>>>>>

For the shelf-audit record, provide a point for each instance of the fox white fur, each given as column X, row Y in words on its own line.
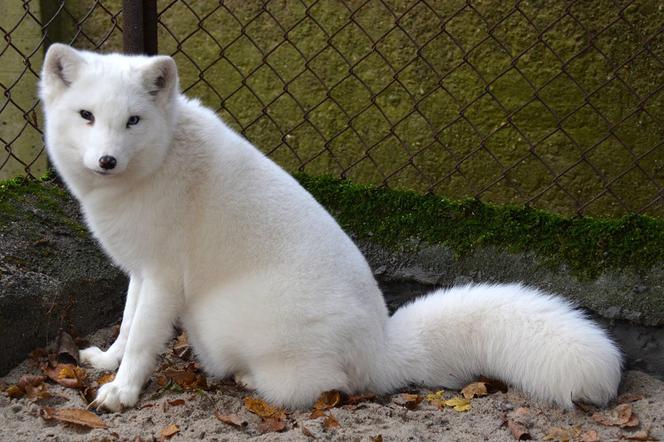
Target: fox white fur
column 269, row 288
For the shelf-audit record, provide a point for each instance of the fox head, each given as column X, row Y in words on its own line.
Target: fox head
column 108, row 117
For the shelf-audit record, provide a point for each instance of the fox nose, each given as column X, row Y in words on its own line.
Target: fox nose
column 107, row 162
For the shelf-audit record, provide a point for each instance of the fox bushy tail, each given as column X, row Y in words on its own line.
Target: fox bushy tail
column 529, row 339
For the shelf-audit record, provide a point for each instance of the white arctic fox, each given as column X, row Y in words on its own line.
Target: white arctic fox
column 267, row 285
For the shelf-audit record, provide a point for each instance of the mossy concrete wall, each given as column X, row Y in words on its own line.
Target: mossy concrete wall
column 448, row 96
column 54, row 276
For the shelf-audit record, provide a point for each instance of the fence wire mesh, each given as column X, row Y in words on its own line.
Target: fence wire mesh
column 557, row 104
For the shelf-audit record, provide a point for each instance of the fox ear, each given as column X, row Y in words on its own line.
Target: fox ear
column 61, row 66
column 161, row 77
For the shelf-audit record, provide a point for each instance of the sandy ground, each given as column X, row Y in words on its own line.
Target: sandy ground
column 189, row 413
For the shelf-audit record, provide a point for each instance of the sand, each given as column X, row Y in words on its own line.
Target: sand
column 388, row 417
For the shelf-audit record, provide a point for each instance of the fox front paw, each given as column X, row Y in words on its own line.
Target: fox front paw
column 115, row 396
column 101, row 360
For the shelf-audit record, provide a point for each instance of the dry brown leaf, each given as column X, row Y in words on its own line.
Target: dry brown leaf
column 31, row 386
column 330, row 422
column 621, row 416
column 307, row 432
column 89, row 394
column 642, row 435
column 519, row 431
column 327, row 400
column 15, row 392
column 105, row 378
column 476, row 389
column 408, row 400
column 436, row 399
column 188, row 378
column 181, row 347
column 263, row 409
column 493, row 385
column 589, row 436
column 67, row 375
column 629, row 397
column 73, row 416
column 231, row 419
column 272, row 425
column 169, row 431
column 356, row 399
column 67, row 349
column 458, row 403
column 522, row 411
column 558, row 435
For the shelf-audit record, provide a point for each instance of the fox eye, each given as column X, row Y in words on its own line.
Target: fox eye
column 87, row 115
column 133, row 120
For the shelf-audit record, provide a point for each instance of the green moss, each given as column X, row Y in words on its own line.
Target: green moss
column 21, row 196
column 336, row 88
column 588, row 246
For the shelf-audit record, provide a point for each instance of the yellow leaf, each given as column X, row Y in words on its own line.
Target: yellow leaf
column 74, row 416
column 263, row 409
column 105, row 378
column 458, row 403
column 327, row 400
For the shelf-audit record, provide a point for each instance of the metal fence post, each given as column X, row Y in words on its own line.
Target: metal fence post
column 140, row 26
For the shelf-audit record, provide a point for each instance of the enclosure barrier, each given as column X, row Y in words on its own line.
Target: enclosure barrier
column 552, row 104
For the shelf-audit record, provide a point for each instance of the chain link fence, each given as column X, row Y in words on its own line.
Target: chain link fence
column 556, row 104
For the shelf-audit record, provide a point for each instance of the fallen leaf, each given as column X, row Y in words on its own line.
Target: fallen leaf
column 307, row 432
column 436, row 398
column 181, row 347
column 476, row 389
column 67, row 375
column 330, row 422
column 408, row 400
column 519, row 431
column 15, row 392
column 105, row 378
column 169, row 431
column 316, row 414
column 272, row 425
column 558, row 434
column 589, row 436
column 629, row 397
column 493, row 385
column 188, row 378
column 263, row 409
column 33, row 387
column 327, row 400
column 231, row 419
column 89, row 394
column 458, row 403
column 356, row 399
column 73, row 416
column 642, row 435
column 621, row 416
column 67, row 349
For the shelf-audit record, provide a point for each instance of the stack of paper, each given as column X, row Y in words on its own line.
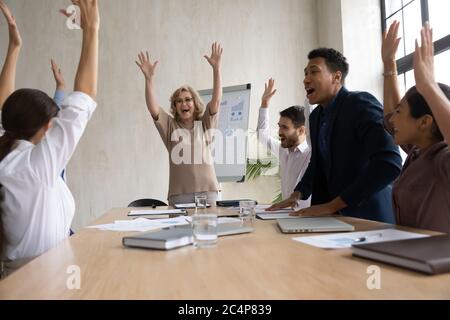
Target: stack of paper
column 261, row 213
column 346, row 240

<<<<<

> The problem
Take the lines of the data from the one containing "the fox front" through the one containing "column 101, row 360" and render them as a numbered list, skipping any blank lines.

> Reply
1. For the shelf-audit record, provide a point for each instance of the fox front paw, each given as column X, row Y in words on its own line.
2. Target: fox front paw
3. column 115, row 396
4. column 101, row 360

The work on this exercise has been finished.